Work to be completed. Nothing but the lines from the one containing "If you could pin the car's front" through the last line of the records below should be written out, each exactly as it stands.

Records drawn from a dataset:
++++++

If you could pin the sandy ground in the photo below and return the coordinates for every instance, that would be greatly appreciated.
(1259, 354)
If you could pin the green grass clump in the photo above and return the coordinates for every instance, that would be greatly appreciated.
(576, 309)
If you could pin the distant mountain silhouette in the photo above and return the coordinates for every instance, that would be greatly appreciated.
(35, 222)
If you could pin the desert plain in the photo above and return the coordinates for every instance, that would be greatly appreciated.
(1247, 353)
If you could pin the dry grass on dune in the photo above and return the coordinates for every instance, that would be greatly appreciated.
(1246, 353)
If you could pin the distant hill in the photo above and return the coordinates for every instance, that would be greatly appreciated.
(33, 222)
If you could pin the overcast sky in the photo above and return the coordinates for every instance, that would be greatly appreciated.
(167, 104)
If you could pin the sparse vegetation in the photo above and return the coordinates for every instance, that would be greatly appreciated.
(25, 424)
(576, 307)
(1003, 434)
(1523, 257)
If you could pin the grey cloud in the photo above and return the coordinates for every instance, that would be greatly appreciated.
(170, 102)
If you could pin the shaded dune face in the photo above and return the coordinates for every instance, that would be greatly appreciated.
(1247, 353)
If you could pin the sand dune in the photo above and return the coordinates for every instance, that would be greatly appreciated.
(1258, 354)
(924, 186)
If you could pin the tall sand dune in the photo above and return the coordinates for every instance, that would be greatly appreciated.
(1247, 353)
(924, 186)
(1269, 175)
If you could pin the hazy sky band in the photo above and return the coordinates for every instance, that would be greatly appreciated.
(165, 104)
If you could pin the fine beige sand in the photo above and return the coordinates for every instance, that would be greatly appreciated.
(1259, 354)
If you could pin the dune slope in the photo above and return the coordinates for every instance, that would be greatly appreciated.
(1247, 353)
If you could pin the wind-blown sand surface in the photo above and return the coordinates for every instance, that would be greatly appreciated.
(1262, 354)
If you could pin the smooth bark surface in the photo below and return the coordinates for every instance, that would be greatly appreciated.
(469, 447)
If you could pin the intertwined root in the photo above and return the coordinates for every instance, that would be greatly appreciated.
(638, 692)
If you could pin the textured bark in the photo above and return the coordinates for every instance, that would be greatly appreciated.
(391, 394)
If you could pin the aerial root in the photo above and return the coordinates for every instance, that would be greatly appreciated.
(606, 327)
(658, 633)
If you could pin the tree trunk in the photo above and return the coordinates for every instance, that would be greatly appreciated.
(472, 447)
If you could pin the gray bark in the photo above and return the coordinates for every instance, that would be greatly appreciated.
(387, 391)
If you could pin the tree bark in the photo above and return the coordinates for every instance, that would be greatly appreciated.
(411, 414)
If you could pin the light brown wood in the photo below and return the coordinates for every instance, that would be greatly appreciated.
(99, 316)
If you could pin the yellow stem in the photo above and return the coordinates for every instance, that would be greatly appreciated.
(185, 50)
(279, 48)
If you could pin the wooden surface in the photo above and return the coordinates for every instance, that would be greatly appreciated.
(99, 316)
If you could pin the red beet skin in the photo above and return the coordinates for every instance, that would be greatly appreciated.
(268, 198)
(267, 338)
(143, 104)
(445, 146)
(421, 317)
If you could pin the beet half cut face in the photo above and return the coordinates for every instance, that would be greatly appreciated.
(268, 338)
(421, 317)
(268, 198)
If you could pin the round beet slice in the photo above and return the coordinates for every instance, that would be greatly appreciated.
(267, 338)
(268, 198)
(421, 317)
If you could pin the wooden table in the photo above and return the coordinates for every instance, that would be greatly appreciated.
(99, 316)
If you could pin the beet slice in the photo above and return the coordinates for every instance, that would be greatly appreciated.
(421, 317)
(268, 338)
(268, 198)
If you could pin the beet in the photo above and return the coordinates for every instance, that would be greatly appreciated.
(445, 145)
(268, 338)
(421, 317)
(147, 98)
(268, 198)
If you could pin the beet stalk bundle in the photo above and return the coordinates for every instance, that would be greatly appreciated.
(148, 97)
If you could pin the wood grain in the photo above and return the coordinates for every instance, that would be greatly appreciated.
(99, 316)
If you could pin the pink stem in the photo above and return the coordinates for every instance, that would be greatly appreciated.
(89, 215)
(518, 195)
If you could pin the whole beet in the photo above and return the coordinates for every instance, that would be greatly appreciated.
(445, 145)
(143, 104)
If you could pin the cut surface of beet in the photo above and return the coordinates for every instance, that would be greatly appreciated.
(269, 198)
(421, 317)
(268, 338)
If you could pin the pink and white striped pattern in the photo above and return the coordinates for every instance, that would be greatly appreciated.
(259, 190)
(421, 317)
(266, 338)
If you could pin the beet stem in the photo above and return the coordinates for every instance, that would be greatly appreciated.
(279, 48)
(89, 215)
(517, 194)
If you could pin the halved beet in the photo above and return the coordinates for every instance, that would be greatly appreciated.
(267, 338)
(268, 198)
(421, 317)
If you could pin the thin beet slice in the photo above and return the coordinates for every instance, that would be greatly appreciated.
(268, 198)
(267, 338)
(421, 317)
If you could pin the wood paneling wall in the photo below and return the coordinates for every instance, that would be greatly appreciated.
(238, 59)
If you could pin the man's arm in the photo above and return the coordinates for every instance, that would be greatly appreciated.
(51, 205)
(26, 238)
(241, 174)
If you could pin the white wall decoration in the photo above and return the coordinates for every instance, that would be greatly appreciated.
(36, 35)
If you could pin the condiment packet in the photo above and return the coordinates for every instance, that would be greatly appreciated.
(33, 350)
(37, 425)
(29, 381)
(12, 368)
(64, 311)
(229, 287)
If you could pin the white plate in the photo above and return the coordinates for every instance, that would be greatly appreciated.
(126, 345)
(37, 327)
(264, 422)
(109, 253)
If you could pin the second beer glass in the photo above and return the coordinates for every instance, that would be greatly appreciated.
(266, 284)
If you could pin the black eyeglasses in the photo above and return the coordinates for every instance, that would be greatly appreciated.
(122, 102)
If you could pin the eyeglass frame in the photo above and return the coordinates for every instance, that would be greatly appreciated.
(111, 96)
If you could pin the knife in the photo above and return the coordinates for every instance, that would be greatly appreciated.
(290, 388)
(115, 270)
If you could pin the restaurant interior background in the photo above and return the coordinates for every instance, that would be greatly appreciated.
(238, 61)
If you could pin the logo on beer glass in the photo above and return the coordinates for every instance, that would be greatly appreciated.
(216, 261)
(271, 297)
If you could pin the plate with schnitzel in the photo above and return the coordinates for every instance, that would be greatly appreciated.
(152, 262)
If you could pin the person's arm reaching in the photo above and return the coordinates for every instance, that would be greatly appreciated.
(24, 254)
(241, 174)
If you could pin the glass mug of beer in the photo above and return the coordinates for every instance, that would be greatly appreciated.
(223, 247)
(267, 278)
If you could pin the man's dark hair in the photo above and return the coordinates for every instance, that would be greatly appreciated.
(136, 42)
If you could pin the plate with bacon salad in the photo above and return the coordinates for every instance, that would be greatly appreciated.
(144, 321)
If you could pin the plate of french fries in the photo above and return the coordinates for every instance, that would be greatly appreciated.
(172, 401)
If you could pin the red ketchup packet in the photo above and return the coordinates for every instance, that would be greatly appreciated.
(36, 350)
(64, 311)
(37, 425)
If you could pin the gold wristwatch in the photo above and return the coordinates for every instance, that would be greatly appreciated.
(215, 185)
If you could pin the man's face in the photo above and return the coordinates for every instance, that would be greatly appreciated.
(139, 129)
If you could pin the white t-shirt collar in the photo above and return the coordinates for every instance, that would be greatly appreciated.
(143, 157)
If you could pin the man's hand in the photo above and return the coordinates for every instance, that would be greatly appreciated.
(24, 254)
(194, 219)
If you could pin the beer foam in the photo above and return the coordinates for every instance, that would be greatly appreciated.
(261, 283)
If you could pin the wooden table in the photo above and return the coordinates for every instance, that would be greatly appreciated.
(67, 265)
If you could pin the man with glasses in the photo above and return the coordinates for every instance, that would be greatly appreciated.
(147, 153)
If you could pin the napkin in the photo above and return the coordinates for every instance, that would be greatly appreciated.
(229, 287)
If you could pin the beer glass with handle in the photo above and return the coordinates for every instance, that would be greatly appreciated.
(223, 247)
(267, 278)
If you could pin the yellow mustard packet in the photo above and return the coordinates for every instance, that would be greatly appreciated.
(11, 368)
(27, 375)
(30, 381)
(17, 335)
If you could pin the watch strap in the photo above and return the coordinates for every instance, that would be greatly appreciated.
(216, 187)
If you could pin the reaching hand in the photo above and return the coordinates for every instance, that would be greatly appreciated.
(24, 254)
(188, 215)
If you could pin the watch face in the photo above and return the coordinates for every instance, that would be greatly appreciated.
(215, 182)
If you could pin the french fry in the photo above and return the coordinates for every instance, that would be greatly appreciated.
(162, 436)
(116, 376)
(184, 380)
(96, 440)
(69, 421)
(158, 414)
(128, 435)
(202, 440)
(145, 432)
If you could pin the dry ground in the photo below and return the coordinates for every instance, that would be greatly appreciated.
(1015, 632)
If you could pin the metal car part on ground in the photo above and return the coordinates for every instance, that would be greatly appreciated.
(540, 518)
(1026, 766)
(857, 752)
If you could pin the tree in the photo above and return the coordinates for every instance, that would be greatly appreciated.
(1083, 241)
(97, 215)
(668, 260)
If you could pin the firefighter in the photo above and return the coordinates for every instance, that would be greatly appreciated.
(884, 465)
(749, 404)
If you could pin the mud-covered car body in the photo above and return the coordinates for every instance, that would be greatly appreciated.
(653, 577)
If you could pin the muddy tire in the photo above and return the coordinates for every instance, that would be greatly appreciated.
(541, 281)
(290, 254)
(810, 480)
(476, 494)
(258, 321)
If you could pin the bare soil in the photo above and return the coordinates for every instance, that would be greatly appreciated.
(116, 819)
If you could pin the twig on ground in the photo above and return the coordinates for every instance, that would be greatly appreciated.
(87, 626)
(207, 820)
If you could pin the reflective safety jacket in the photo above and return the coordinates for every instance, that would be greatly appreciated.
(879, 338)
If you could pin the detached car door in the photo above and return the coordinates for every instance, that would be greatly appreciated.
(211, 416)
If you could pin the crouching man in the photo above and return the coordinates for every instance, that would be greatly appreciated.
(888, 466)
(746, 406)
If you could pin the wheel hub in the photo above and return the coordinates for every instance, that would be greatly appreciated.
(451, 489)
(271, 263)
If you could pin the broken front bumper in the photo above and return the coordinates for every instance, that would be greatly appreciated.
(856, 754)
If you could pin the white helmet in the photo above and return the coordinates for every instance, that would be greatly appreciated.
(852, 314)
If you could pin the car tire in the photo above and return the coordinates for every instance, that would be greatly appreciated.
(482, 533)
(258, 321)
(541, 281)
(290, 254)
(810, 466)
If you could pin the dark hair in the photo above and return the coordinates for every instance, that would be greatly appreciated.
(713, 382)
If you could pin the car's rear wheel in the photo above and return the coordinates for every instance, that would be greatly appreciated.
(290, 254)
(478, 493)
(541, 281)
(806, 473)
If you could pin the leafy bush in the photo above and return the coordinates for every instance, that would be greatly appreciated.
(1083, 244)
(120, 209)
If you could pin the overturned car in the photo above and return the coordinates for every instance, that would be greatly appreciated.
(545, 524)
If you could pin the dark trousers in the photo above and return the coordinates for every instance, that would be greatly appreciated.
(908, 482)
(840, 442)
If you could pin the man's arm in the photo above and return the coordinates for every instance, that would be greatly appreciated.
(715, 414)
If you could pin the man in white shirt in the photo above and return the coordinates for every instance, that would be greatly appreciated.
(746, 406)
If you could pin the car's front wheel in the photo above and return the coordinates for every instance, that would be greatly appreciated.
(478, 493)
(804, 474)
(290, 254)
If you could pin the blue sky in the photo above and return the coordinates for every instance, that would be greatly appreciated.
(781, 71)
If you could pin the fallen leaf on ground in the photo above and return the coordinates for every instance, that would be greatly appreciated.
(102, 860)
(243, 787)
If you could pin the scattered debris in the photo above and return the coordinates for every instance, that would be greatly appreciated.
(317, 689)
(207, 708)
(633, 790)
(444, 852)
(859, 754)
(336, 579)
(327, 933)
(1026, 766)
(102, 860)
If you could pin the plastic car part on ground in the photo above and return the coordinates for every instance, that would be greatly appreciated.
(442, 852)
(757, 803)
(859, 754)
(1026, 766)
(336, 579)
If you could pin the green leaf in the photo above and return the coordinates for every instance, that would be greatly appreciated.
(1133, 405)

++++++

Solution to this problem.
If you could pin the car's front wheel in the photo above and return the coordinates for every instance, that would be greatly appreciated.
(478, 493)
(804, 474)
(290, 254)
If you could pin the blue sky in the photo above and return the coordinates for every instance, that would be greatly appreciated.
(781, 71)
If you could pin the fallen leaf on ground in the photo above and return the coordinates for every instance, that would be greatly appreciated.
(102, 860)
(243, 787)
If you could pin the scattered debris in the photo above and return the coordinates for every instance, that would be greatly appreciated.
(317, 689)
(207, 708)
(633, 790)
(444, 852)
(859, 754)
(336, 579)
(327, 933)
(1026, 766)
(102, 860)
If you could pin the plastic car part on ground in the photo above and return the coordinates for every instance, that would be greatly appreciated.
(442, 852)
(757, 803)
(859, 754)
(1026, 766)
(336, 579)
If you could pin the green leaf in the photo above and return the coordinates for every instance, that would be greatly appreciated.
(1133, 405)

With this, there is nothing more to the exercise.